Excerpted records START

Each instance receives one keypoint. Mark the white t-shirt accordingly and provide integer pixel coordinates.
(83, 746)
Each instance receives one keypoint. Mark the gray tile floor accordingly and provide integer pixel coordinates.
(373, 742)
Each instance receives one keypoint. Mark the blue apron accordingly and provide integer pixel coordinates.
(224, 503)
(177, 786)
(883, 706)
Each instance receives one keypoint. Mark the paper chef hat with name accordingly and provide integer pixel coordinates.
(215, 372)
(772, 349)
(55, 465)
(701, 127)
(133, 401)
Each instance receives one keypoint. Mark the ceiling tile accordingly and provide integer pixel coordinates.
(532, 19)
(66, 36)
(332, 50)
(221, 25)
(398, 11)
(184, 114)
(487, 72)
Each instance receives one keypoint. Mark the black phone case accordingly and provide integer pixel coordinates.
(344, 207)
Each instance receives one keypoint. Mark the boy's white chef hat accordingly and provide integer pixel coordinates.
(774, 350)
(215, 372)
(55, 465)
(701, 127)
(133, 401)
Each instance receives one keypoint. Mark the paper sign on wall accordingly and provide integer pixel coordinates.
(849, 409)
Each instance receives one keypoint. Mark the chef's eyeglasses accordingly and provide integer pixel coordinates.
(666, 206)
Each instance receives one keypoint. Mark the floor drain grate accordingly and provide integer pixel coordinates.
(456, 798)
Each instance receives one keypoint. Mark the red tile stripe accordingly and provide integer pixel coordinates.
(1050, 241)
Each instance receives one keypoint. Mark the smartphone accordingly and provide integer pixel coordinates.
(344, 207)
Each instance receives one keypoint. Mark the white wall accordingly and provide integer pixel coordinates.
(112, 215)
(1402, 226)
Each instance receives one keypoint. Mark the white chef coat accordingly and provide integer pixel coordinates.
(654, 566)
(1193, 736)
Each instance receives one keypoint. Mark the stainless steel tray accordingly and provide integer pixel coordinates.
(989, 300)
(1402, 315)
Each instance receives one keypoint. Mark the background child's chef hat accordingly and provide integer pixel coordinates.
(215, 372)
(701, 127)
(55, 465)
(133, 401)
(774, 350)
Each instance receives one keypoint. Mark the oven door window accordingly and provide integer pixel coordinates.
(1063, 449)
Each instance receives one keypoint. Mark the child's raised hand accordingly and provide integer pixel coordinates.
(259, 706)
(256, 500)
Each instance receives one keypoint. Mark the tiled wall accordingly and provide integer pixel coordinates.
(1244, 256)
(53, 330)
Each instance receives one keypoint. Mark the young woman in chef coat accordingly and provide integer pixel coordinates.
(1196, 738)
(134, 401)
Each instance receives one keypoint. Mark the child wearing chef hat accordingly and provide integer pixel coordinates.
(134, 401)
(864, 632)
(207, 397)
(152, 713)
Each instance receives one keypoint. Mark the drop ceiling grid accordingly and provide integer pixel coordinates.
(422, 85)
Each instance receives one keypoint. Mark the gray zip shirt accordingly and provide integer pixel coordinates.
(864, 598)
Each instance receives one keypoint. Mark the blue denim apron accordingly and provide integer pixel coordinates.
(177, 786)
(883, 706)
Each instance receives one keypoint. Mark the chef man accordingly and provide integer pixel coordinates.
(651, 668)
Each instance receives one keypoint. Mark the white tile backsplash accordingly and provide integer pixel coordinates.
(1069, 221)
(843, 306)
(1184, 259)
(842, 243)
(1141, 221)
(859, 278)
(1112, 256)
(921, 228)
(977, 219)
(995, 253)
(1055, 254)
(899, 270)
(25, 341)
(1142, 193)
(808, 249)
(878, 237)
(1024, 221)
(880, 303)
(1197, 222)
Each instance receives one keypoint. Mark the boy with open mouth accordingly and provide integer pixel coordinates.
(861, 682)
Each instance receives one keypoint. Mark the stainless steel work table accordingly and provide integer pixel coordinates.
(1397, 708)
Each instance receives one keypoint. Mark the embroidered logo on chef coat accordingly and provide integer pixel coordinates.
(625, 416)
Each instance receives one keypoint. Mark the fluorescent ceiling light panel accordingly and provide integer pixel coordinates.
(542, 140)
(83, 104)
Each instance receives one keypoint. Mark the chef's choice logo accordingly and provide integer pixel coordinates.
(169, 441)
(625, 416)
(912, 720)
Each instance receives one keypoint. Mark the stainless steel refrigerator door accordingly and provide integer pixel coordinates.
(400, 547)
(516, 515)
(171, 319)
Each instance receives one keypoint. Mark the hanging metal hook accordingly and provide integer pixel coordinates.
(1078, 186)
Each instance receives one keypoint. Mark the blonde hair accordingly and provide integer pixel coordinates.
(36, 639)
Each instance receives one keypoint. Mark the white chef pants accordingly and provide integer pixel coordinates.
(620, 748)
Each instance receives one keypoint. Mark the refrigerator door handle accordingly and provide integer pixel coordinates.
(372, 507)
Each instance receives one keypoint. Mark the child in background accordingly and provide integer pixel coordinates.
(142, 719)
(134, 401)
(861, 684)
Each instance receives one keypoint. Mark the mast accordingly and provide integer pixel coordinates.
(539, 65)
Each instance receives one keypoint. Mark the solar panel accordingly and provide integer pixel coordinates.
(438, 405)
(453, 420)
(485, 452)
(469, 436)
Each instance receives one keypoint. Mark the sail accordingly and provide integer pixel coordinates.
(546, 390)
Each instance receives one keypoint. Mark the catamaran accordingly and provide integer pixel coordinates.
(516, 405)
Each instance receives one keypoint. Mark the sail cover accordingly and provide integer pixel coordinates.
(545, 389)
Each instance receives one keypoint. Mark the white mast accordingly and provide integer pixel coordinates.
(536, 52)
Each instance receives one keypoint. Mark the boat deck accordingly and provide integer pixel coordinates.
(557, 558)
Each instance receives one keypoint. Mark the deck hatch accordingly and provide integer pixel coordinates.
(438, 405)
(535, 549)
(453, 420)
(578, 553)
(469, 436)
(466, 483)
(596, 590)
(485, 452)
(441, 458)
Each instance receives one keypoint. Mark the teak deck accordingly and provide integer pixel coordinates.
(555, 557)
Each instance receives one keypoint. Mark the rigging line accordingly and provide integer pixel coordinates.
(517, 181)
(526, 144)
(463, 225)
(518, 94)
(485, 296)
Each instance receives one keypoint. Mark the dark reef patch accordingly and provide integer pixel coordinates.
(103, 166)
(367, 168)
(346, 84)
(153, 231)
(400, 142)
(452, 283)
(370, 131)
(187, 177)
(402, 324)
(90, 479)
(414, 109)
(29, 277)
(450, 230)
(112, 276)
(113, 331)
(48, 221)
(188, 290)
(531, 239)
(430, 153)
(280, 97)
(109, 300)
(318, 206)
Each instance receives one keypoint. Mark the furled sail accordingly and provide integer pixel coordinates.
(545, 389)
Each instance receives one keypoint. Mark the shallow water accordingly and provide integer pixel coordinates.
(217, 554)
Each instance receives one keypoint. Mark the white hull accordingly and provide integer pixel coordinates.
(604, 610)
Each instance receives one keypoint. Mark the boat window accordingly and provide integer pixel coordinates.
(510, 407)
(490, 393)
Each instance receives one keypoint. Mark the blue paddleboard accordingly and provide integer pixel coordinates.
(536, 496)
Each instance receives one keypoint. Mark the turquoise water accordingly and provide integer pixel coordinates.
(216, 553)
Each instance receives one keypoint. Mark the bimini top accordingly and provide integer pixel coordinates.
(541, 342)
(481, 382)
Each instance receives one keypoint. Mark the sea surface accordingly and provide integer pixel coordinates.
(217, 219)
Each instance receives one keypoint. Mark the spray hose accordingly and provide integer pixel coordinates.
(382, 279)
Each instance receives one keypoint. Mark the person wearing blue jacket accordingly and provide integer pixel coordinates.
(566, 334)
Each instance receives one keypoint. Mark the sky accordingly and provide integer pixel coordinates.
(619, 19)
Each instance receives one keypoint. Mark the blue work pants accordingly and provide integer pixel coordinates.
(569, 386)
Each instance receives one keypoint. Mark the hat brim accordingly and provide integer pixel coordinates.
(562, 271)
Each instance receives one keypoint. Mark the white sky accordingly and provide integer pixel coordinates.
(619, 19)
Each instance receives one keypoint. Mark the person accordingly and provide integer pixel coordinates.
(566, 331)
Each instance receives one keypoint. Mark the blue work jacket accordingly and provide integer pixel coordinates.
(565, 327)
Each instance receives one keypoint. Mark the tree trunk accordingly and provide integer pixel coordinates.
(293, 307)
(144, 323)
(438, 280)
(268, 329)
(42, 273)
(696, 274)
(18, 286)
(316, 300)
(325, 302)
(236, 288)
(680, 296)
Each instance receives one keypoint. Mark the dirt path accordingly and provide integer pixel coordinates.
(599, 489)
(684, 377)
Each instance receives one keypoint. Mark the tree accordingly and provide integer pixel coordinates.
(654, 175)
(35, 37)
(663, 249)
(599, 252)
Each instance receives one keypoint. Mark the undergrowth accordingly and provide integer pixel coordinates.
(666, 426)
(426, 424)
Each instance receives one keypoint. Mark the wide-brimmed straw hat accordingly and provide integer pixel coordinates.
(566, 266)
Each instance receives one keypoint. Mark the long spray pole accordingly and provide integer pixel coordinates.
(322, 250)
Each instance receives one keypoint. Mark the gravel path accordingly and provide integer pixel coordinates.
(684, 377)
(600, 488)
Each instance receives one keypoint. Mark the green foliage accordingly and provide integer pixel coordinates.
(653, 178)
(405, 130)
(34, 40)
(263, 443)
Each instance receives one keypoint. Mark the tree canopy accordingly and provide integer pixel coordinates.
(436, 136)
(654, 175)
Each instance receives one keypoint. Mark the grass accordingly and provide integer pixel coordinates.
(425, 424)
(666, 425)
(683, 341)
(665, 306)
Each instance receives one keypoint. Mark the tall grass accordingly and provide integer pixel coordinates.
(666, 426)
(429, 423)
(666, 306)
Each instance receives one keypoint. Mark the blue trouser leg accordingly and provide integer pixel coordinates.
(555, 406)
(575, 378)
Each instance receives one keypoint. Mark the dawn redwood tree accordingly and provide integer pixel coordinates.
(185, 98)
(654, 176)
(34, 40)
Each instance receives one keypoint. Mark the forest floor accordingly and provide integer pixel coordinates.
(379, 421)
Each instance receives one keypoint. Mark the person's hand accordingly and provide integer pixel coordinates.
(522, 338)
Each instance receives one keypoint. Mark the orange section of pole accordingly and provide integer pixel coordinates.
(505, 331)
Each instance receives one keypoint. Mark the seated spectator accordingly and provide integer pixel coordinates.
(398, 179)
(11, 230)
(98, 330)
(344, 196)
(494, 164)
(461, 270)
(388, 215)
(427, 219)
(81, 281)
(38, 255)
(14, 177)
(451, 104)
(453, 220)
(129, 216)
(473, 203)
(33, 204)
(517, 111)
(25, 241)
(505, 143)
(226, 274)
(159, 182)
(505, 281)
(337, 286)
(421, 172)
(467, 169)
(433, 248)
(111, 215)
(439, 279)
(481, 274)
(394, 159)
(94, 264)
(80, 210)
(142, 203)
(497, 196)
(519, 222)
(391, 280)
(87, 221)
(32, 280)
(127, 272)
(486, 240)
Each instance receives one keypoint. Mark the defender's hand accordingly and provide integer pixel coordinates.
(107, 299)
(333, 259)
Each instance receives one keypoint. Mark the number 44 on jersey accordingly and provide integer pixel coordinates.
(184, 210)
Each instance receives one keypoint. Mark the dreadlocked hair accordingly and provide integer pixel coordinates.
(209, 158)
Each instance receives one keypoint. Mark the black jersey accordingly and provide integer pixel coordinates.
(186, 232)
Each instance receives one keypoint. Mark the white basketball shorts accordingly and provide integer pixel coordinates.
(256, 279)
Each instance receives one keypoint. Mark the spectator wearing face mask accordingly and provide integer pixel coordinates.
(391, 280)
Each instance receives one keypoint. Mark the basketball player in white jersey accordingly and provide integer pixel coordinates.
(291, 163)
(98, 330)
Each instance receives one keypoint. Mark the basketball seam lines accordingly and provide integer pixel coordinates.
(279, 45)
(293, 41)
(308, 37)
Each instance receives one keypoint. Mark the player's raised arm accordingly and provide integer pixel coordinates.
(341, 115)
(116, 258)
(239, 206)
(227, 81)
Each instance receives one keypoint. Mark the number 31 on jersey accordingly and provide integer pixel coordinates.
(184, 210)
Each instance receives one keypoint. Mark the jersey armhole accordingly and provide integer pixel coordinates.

Excerpted records END

Locate "Each instance receives one keypoint. Mark the defender's" in the data above. Then repeat, exactly, its line and each line after it through the last, adding nothing.

Response to this exercise
Each instance receives one keypoint. Mark the defender's hand accordingly and provide integer pixel coordinates.
(107, 299)
(333, 259)
Each instance receives one keypoint. Mark the number 44 on jersey accordingly and provide integer pixel coordinates.
(184, 210)
Each instance receives one keypoint. Mark the dreadlocked hair accordingly and provide integer pixel coordinates.
(209, 158)
Each instance receives one keypoint. Mark the black jersey accordingly and provide integer pixel coordinates.
(186, 232)
Each instance receives one keypoint. Mark the white basketball shorts accordingly and provide integer pixel coordinates.
(256, 279)
Each instance receives one keypoint. Mark the spectator wearing face mask accordingly and provide integer pixel coordinates.
(391, 280)
Each instance receives one keypoint. Mark the basketball player in white jersey accordingly and provide integer pixel coordinates.
(291, 163)
(98, 330)
Each instance receives one keypoint. Mark the basketball seam lines accordingly and provide integer pixel coordinates.
(279, 45)
(293, 41)
(308, 37)
Each instance receives one keypoint. Mark the player's raised arm accordingly and provide integer pixel coordinates.
(341, 115)
(116, 258)
(239, 206)
(227, 81)
Each instance receives one keypoint. Mark the number 31 on jersey accordingly and provide integer pixel coordinates.
(184, 210)
Each instance receives one keypoint. Mark the jersey armhole accordingly and provide integer pixel coordinates.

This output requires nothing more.